**Aim of the exercise:** Starting at the line with "# point at: taxi front", transcribe each line through the final one, both included, and add nothing.

**Input material:**
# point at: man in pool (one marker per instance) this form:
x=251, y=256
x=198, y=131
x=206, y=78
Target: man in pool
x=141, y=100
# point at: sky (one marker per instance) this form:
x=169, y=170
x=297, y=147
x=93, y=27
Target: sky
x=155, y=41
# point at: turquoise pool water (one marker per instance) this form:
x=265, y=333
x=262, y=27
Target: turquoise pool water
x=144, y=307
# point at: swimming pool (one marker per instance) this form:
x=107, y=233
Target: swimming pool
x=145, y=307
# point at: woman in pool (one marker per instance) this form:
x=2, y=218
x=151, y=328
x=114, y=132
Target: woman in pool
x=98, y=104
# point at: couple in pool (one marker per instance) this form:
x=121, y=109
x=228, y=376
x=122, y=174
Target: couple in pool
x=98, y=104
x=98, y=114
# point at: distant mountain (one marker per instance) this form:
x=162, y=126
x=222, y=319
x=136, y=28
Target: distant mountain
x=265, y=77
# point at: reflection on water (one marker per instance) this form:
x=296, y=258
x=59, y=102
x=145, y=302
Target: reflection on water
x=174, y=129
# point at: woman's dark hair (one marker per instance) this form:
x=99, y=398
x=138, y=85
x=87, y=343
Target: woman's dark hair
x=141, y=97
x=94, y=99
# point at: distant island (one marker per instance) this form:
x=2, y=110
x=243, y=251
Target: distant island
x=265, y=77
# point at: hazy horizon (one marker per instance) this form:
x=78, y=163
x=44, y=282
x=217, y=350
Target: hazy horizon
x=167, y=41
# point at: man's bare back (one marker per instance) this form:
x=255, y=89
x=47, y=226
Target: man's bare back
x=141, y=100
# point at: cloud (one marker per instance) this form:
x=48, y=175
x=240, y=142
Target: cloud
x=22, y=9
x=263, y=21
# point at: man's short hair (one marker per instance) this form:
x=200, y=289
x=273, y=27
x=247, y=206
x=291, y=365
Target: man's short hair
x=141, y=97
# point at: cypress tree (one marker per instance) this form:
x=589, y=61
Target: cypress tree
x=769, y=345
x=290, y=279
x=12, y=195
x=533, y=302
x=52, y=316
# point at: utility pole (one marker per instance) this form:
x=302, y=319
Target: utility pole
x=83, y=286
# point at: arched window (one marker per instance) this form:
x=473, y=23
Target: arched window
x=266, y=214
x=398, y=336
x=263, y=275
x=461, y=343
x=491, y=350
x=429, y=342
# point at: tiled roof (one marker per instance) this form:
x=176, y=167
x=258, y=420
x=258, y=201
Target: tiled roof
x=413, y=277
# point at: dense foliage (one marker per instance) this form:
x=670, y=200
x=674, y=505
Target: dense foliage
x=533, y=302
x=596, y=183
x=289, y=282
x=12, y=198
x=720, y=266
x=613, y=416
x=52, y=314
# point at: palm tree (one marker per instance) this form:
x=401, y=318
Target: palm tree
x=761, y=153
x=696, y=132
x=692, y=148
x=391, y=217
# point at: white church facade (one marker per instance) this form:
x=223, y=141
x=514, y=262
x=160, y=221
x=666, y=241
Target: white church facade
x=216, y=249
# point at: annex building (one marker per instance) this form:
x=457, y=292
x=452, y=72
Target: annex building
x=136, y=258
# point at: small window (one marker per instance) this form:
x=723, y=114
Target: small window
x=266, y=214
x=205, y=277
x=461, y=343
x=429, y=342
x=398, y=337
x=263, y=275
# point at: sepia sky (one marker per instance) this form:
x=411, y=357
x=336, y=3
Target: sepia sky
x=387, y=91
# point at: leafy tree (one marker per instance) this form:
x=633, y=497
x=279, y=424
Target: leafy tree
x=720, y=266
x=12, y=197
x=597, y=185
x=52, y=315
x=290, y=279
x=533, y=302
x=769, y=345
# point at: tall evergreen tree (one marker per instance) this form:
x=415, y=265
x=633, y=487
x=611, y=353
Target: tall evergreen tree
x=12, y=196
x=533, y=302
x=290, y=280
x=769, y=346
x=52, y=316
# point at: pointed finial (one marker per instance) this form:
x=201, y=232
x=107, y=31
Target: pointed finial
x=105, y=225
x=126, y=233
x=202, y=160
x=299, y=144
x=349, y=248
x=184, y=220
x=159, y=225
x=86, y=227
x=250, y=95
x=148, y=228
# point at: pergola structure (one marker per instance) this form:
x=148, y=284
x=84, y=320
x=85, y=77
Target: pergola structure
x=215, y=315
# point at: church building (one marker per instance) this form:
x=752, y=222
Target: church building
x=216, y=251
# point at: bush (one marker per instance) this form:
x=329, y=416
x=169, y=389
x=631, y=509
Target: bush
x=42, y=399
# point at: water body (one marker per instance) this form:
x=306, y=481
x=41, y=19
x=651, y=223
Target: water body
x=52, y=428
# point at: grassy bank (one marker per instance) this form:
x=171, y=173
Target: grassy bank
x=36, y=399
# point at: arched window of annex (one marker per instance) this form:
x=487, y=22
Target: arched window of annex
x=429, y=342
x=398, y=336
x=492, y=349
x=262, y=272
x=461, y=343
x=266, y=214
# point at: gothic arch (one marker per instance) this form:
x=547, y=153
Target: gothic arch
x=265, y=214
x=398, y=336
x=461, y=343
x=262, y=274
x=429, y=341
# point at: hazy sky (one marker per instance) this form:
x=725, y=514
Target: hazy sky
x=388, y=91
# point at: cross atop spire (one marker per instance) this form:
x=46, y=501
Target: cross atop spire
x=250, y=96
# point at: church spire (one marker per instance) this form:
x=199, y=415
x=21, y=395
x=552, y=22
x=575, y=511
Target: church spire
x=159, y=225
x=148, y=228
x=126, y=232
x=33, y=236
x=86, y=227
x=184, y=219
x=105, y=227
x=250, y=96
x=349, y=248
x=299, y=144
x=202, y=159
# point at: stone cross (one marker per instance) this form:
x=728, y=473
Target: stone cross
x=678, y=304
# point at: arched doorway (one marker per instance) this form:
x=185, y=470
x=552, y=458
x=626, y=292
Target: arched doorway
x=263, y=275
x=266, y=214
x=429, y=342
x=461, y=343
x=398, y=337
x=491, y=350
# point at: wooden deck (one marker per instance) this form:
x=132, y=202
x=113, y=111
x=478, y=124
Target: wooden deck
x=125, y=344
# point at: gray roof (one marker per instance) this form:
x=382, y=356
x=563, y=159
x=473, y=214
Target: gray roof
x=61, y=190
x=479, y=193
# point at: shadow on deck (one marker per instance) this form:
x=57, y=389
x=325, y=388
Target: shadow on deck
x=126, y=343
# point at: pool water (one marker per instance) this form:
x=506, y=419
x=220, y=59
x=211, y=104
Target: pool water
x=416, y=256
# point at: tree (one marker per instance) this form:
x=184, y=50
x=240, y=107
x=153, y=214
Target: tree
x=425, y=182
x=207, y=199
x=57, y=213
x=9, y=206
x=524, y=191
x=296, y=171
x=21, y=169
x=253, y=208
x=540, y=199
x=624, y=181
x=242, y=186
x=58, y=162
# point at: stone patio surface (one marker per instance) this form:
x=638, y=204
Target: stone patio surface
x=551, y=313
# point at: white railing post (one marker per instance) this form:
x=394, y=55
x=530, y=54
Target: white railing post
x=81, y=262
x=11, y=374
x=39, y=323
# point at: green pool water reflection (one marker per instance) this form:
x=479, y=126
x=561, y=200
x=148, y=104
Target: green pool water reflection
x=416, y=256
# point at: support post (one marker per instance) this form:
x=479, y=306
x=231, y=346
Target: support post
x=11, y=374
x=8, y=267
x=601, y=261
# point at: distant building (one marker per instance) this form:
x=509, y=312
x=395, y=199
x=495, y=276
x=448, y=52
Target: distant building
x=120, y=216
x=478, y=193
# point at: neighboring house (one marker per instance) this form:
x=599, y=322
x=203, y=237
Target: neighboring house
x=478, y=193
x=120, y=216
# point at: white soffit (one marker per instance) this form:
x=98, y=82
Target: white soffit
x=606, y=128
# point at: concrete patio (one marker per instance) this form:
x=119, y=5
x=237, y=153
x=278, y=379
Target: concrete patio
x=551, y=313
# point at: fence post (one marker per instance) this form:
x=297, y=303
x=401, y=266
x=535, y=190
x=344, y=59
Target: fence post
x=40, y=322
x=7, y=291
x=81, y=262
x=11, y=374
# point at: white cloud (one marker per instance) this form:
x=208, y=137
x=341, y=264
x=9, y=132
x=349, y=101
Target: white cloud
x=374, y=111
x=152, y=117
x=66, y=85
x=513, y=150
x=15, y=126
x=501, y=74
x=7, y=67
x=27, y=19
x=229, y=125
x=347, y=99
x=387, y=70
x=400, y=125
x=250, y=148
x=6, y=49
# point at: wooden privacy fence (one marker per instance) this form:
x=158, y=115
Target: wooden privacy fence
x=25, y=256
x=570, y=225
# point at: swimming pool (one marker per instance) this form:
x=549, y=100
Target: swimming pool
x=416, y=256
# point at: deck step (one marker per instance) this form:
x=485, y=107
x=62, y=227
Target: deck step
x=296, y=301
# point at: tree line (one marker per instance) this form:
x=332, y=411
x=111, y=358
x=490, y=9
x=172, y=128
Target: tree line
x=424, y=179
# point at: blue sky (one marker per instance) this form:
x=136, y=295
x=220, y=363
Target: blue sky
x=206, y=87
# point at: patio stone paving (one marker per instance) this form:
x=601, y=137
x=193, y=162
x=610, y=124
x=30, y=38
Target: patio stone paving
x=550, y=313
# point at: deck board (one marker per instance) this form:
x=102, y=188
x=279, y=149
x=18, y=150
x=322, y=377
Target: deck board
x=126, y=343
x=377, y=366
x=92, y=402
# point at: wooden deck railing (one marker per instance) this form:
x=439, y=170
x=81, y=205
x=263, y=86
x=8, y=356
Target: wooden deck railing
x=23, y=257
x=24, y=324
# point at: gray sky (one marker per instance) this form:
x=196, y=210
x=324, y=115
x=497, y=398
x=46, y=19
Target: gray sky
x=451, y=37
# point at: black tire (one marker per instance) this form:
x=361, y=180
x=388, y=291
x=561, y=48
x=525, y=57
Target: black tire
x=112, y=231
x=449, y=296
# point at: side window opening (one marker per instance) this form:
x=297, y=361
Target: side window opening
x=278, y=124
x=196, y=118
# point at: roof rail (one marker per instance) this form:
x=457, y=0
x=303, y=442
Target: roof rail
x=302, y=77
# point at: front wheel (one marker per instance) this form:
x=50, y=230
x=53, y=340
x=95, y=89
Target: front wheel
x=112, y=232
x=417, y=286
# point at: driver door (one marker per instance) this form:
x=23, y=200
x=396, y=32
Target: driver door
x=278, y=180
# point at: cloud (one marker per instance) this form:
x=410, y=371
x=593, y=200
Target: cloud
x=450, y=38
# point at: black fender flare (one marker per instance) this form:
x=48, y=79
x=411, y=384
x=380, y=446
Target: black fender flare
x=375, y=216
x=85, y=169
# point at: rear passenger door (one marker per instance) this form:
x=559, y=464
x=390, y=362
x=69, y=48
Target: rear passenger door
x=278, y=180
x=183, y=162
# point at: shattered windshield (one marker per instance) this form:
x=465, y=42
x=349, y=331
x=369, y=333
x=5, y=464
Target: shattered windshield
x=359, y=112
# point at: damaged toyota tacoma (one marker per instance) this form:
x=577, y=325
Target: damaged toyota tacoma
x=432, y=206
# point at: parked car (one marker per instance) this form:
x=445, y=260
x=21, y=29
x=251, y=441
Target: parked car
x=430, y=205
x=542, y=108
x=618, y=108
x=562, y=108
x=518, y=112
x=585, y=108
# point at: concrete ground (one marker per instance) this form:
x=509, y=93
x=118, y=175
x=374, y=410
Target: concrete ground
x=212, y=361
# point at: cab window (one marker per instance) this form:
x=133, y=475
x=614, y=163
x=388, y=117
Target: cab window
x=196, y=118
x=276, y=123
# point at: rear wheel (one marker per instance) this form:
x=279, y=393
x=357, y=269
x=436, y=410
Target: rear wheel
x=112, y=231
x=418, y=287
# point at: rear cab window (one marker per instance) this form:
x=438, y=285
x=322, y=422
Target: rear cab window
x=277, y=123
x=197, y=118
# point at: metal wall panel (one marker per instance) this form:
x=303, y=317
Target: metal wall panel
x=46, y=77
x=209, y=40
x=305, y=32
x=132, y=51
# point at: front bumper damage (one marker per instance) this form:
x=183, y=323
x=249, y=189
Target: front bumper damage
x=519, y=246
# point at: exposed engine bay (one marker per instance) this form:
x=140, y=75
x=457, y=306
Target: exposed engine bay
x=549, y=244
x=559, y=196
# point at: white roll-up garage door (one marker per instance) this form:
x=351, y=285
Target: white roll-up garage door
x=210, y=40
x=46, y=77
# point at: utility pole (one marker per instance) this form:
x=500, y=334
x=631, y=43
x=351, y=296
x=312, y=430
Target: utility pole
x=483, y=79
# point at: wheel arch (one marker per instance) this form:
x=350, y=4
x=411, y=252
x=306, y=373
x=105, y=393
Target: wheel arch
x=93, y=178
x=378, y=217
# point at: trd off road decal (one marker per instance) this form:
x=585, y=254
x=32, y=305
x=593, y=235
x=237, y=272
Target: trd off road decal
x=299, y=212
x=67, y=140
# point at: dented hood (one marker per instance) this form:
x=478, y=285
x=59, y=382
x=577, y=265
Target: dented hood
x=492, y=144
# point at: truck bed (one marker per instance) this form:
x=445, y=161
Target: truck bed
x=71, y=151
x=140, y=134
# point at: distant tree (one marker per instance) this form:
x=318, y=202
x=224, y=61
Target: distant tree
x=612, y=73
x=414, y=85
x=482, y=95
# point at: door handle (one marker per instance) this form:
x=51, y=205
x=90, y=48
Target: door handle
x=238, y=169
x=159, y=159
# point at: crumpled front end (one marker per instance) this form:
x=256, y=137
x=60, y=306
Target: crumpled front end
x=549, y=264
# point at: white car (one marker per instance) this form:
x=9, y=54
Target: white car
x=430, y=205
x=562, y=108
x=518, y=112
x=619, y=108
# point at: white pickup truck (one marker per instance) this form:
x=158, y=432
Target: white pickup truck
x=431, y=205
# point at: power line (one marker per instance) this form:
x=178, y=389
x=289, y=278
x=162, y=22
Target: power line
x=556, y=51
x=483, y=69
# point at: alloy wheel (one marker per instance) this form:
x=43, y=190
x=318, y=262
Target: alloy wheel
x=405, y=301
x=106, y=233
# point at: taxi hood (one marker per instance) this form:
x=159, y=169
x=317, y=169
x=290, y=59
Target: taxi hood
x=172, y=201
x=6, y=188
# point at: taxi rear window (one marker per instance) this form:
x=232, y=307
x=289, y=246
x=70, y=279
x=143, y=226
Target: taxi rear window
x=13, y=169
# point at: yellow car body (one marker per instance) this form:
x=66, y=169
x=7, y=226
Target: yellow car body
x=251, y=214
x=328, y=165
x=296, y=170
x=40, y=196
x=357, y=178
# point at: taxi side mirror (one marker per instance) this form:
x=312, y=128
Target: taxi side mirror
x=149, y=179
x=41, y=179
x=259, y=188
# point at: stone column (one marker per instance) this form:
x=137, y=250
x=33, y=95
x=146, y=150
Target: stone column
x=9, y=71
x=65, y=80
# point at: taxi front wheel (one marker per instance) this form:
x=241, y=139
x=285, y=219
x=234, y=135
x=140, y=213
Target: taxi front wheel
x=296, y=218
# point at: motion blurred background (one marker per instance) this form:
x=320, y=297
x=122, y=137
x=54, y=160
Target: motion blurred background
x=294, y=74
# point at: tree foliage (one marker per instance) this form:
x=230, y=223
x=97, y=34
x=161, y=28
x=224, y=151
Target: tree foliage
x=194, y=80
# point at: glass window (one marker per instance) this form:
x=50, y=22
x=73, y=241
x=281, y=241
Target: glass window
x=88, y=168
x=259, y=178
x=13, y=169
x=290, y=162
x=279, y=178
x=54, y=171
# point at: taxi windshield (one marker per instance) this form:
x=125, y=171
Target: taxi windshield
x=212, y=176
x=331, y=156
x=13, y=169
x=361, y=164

**Solution for this problem:**
# point at: taxi front wheel (one marker per instance) this form:
x=241, y=139
x=285, y=219
x=234, y=135
x=140, y=213
Target: taxi front wheel
x=296, y=218
# point at: motion blurred background (one marker per instance) this form:
x=320, y=297
x=122, y=137
x=54, y=160
Target: motion blurred background
x=294, y=74
# point at: tree foliage (one marker per instance) this form:
x=230, y=223
x=97, y=34
x=161, y=28
x=224, y=151
Target: tree foliage
x=194, y=80
# point at: glass window (one marker per instance) this form:
x=50, y=22
x=73, y=241
x=281, y=241
Target: glass window
x=88, y=168
x=259, y=178
x=13, y=169
x=290, y=162
x=279, y=178
x=54, y=171
# point at: taxi windshield (one marker per instance) this form:
x=125, y=171
Target: taxi windshield
x=212, y=176
x=331, y=156
x=13, y=169
x=361, y=164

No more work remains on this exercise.